• What is expected: Without copying any picture, return all lines below exactly.

Material provided section start

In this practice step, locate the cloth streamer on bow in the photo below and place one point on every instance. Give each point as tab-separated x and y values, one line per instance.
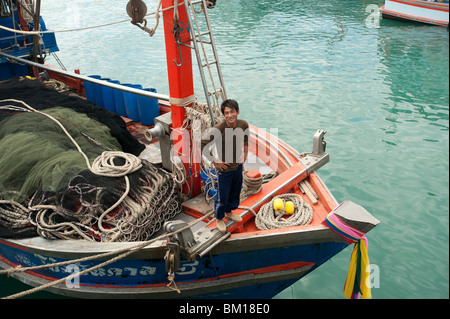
357	283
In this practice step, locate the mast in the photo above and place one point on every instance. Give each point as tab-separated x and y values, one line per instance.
181	86
37	14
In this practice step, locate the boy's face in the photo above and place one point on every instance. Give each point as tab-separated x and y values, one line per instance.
230	115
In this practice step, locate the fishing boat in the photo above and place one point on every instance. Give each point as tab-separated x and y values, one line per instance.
424	11
170	247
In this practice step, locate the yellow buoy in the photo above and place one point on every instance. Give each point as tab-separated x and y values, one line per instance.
290	208
278	204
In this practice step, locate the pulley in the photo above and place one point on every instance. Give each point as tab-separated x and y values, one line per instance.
137	10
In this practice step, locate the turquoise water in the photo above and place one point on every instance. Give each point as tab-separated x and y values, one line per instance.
382	95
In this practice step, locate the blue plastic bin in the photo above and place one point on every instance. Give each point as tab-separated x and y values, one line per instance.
131	105
109	101
120	102
148	108
99	93
89	88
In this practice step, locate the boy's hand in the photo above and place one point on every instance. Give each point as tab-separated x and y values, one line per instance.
221	166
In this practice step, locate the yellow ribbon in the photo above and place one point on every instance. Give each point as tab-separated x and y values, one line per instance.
364	272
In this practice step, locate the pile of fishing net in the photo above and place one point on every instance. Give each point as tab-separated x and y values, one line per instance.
52	186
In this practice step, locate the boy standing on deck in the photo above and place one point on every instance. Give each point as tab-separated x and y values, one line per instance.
230	137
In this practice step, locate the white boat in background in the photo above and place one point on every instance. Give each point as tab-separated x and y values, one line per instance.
425	11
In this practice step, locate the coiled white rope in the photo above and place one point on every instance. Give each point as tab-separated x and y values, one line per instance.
268	218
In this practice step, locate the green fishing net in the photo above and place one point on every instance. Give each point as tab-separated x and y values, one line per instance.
47	188
35	153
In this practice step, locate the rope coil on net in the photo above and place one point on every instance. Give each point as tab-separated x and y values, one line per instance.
268	218
118	198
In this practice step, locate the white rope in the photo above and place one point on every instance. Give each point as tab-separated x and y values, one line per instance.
267	218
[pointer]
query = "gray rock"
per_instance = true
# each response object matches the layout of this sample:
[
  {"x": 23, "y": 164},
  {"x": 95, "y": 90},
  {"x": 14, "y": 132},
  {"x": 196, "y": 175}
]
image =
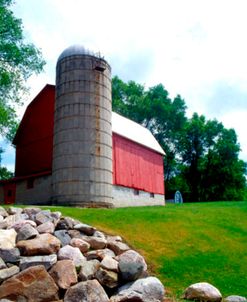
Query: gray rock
[
  {"x": 88, "y": 291},
  {"x": 31, "y": 211},
  {"x": 88, "y": 270},
  {"x": 81, "y": 244},
  {"x": 8, "y": 272},
  {"x": 76, "y": 234},
  {"x": 72, "y": 253},
  {"x": 234, "y": 298},
  {"x": 10, "y": 255},
  {"x": 65, "y": 223},
  {"x": 56, "y": 215},
  {"x": 12, "y": 219},
  {"x": 202, "y": 291},
  {"x": 47, "y": 261},
  {"x": 34, "y": 283},
  {"x": 26, "y": 232},
  {"x": 64, "y": 273},
  {"x": 109, "y": 264},
  {"x": 19, "y": 224},
  {"x": 44, "y": 244},
  {"x": 2, "y": 264},
  {"x": 113, "y": 238},
  {"x": 47, "y": 227},
  {"x": 95, "y": 242},
  {"x": 43, "y": 216},
  {"x": 142, "y": 290},
  {"x": 63, "y": 236},
  {"x": 99, "y": 234},
  {"x": 118, "y": 247},
  {"x": 3, "y": 212},
  {"x": 131, "y": 265},
  {"x": 85, "y": 228},
  {"x": 107, "y": 278},
  {"x": 7, "y": 239}
]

Material provided section end

• Answer box:
In this practice step, locate the cloth streamer on bow in the photo below and place one point on every instance. Give each point as tab-separated x and y values, one line per instance.
357	283
In this practice step, locate the mast in the photo above and place one point on every instance. Give each point as tab-separated x and y values, one line per instance.
181	86
37	14
In this practice step, locate the boy's face in the photo above and place one point on every instance. Give each point as tab-separated x and y values, one line per instance.
230	115
In this practice step, locate the fishing boat in the photo above and place one point on every instance. Give each point as tab-separated x and y values, one line per instance.
424	11
170	247
In this practice step, locate the yellow buoy in the photo above and place one point on every instance. Give each point as tab-separated x and y values, one line per instance.
290	208
278	204
In this practice step, locate the pulley in the photo above and place one point on every instance. Give each point as tab-separated x and y values, one line per instance.
137	10
In this practice step, locate the turquoise water in the photo above and place one point on every instance. Give each point as tab-separated x and y values, one line per instance.
382	95
In this practice step, locate the blue plastic bin in the photo above and place one point on every instance. Give each point as tab-separated x and y values, one line per instance.
131	105
109	101
120	102
148	108
99	93
89	88
In this practice step, locate the boy's hand in the photo above and place one point on every instance. Give each point as tab-separated x and y values, one line per instance.
221	166
In this practice step, locate the yellow ribbon in the photo above and place one point on every instance. Give each point as tab-separated x and y values, one line per instance.
364	272
In this practice step, locate the pile of fishing net in the photo above and place one point on every instance. Give each point as tab-separated x and y values, one line per instance.
52	186
In this practice step, locate the boy standing on deck in the photo above and place one point on every instance. Give each point as tab-separated x and y values, one line per instance.
230	137
In this practice step, locate the white boat in background in the photo above and place one point on every instance. Give each point as tab-separated x and y values, one line per instance.
425	11
In this practice step, locate the coiled white rope in the photo above and place one point on every instance. Give each point as tab-separated x and y values, one line per instance.
268	218
In this practice step, locate the green fishing net in the photo above and place one point on every instance. Give each point as tab-separated x and y values, one line per instance.
47	188
35	153
In this practice step, locate the rope coil on net in the photo above and place one point on every instance. Give each point as tab-separated x and y values, one line per instance.
268	218
118	198
In this practice step, locate the white rope in the photo above and place one point on every instance. Give each point as tab-separated x and y values, one line per instance.
267	218
[pointer]
query = "gray rock"
per_instance = true
# each response object matches the layout of this sample:
[
  {"x": 23, "y": 164},
  {"x": 95, "y": 90},
  {"x": 14, "y": 132},
  {"x": 196, "y": 175}
]
image =
Query: gray rock
[
  {"x": 88, "y": 291},
  {"x": 31, "y": 211},
  {"x": 88, "y": 270},
  {"x": 81, "y": 244},
  {"x": 8, "y": 272},
  {"x": 76, "y": 234},
  {"x": 72, "y": 253},
  {"x": 234, "y": 298},
  {"x": 10, "y": 255},
  {"x": 65, "y": 223},
  {"x": 56, "y": 215},
  {"x": 12, "y": 219},
  {"x": 202, "y": 291},
  {"x": 47, "y": 261},
  {"x": 34, "y": 283},
  {"x": 26, "y": 232},
  {"x": 64, "y": 273},
  {"x": 109, "y": 264},
  {"x": 19, "y": 224},
  {"x": 44, "y": 244},
  {"x": 2, "y": 264},
  {"x": 113, "y": 238},
  {"x": 47, "y": 227},
  {"x": 95, "y": 242},
  {"x": 43, "y": 216},
  {"x": 142, "y": 290},
  {"x": 63, "y": 236},
  {"x": 99, "y": 234},
  {"x": 118, "y": 247},
  {"x": 3, "y": 212},
  {"x": 131, "y": 265},
  {"x": 85, "y": 228},
  {"x": 107, "y": 278},
  {"x": 7, "y": 239}
]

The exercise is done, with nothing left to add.